**Dataset extract:**
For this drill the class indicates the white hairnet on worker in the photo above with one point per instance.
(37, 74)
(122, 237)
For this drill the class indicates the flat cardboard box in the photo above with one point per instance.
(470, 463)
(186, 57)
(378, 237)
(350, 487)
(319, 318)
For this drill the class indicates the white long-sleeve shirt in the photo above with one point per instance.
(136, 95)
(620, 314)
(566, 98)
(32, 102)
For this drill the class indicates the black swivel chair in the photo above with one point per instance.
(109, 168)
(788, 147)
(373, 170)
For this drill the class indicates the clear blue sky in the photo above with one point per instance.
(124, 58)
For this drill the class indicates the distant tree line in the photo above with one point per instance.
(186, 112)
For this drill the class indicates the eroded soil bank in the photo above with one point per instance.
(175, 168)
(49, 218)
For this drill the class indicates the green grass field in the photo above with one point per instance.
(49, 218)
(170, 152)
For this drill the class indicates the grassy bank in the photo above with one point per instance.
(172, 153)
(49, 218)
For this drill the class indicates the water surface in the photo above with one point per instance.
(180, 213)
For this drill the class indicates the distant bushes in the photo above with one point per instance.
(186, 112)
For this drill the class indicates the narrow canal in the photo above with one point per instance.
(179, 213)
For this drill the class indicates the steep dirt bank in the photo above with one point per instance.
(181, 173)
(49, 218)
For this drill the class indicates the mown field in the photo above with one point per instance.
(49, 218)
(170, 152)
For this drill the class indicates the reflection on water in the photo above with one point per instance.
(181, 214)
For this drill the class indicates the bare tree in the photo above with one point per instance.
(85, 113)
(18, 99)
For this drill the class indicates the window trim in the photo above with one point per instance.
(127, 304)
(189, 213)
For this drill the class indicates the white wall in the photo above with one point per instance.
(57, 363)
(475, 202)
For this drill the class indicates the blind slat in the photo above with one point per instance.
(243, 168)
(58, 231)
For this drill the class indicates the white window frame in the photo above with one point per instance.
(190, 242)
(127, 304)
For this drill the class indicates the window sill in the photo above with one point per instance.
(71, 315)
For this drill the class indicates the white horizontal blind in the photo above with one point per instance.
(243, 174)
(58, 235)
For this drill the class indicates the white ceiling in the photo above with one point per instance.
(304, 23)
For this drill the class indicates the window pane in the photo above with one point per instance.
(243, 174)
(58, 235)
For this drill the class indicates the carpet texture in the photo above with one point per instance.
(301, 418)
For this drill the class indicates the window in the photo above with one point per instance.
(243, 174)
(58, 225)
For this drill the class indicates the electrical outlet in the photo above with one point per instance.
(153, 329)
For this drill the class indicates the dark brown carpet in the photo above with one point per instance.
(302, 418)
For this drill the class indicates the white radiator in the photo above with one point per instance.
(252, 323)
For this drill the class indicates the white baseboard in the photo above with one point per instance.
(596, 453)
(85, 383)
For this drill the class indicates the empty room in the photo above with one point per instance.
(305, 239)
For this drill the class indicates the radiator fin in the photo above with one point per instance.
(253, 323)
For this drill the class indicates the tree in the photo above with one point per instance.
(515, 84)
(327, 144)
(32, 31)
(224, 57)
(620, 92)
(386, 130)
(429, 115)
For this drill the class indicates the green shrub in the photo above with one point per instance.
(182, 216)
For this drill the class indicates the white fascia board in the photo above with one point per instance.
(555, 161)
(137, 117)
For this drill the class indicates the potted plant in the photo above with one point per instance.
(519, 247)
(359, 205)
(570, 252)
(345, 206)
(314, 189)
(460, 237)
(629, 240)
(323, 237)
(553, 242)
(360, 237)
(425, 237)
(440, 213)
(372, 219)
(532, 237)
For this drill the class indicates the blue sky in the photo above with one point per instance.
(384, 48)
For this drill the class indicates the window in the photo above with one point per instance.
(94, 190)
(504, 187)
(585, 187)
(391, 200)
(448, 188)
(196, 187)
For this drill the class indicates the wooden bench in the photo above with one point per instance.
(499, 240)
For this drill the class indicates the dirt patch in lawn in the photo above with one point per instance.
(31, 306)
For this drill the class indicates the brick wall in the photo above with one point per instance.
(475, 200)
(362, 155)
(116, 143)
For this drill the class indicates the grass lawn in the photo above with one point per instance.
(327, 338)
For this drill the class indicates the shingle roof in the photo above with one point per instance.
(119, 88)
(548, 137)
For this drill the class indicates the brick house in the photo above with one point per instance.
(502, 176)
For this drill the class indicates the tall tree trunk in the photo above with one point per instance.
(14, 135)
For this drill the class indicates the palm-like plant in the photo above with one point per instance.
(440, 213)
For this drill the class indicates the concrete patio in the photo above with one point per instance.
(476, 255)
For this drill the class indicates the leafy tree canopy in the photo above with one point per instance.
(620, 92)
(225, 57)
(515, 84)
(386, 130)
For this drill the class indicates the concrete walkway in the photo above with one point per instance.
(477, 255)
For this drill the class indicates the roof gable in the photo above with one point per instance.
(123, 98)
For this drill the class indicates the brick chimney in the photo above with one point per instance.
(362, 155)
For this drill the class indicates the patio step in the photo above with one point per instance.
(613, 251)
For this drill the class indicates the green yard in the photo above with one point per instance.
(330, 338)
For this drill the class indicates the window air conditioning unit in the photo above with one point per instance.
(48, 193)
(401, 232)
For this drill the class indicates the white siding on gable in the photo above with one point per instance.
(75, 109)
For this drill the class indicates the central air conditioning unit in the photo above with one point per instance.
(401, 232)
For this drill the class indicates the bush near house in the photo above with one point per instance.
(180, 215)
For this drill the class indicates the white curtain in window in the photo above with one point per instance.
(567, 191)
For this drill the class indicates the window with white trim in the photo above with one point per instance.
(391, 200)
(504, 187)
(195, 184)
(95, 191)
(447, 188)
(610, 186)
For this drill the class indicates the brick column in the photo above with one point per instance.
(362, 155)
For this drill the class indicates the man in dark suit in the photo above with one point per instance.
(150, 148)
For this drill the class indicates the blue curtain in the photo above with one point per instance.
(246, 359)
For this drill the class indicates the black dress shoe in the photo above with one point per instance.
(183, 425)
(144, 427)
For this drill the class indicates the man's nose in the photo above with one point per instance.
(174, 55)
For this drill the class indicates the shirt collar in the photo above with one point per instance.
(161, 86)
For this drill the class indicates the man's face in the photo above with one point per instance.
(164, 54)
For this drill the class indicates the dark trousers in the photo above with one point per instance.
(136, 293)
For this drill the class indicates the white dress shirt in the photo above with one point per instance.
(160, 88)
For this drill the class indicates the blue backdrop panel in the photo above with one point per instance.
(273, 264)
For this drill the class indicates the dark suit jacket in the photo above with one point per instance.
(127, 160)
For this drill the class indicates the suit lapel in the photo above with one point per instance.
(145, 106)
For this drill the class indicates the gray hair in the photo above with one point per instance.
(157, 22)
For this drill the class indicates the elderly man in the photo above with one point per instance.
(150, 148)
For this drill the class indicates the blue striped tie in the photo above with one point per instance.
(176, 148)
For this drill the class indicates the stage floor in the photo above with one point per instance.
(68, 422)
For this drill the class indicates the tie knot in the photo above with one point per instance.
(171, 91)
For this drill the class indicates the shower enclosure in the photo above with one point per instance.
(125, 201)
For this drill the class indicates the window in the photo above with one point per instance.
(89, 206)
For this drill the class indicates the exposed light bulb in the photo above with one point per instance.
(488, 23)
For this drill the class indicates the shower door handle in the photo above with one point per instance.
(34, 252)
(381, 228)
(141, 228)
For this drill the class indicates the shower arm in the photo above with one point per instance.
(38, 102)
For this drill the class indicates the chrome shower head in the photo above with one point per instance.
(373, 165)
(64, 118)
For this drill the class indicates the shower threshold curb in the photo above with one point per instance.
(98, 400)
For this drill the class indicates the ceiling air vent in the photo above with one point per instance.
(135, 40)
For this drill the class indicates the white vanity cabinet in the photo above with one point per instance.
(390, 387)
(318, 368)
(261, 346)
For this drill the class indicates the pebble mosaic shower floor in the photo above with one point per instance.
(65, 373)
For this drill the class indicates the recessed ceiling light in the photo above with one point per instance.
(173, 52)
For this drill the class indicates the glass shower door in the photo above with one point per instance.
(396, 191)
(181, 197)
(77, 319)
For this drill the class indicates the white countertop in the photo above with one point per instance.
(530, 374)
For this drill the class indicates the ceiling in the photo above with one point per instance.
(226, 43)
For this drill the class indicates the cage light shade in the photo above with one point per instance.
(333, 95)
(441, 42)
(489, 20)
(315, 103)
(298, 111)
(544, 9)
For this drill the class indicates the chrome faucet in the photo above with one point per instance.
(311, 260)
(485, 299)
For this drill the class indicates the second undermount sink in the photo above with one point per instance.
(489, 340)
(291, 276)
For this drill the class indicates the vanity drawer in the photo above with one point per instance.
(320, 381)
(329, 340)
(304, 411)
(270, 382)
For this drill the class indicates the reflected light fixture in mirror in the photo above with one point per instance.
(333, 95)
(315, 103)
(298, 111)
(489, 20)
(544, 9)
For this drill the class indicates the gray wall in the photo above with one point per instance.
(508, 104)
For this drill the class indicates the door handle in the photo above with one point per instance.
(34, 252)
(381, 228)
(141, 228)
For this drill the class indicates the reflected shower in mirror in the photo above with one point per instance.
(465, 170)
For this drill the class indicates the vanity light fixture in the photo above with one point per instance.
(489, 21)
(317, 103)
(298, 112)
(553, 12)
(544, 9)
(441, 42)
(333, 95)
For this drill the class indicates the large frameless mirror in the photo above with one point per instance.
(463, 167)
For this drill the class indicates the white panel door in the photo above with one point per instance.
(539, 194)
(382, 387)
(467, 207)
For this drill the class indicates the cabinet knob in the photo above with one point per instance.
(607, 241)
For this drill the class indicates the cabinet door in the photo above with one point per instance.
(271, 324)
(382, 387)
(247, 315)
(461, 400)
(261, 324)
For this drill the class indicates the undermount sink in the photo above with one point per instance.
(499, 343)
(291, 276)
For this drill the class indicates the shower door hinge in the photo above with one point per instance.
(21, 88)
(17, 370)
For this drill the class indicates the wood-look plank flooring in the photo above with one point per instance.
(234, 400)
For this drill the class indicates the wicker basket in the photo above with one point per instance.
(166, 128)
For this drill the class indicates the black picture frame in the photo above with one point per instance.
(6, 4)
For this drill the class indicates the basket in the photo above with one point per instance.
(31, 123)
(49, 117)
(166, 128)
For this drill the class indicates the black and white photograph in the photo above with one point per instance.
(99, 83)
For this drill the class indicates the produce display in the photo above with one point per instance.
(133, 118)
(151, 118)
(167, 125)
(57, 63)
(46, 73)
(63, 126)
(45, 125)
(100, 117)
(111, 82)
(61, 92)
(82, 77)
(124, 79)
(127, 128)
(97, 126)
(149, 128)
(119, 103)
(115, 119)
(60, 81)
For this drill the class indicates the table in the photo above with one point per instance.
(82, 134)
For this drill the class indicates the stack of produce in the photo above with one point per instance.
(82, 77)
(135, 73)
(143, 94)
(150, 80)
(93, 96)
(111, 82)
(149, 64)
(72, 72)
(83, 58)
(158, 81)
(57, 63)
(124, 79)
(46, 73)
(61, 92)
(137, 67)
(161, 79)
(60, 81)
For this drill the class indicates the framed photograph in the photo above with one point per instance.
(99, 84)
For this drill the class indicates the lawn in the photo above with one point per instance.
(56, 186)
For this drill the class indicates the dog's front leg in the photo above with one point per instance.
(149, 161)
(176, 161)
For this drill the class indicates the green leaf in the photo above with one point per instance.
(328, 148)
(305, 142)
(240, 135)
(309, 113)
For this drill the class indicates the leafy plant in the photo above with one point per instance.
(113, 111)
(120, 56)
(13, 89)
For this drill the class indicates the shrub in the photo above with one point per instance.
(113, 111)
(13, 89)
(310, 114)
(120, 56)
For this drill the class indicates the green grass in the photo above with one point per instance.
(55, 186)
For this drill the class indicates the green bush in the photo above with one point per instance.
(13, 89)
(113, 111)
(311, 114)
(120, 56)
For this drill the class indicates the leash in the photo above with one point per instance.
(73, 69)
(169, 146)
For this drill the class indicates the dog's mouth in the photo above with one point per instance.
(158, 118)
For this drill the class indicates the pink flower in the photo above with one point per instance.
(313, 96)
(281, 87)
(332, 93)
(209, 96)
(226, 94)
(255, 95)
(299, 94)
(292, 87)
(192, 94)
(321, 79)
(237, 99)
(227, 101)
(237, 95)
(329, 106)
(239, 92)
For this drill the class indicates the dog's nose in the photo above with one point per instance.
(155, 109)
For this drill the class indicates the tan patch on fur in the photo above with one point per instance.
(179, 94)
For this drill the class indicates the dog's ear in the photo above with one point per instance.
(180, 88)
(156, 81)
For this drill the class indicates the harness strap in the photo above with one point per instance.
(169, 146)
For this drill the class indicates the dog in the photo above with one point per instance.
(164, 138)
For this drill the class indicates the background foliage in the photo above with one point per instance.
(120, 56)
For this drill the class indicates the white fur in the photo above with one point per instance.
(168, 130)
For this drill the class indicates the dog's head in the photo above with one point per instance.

**Task prompt:**
The expected output is a verbatim retyping of each line from the one with "For this drill the class indicates the green grass in" to the end of the listing above, with both end lines kept and nothing added.

**Exercise result:**
For this drill the class indicates the green grass in the photo above with one point per instance.
(55, 186)
For this drill the class indicates the green bush in the photo above with one point per instance.
(13, 89)
(113, 111)
(311, 114)
(120, 56)
For this drill the class indicates the leash in the photo above with one point per instance.
(73, 69)
(169, 146)
For this drill the class indicates the dog's mouth in the photo above with one point per instance.
(158, 118)
For this drill the class indicates the pink flower in the photo above with one point per instance.
(313, 96)
(281, 87)
(332, 93)
(209, 96)
(226, 94)
(255, 95)
(299, 94)
(292, 87)
(192, 94)
(321, 79)
(237, 99)
(227, 101)
(237, 95)
(329, 106)
(239, 92)
For this drill the class indicates the dog's nose in the photo above with one point per instance.
(155, 109)
For this drill the class indicates the tan patch on fur in the photo above with one point per instance.
(179, 94)
For this drill the class indicates the dog's ear in the photo above with one point per instance.
(180, 88)
(156, 81)
For this drill the class indicates the harness strap in the photo above with one point per instance.
(169, 146)
For this drill the class indicates the dog in the photo above with one point per instance.
(164, 138)
For this drill the class indicates the background foliage in the photo above with one point per instance.
(120, 56)
For this drill the class indicates the white fur in the photo above with one point per instance.
(168, 130)
For this drill the class indicates the dog's head in the photo above with one point per instance.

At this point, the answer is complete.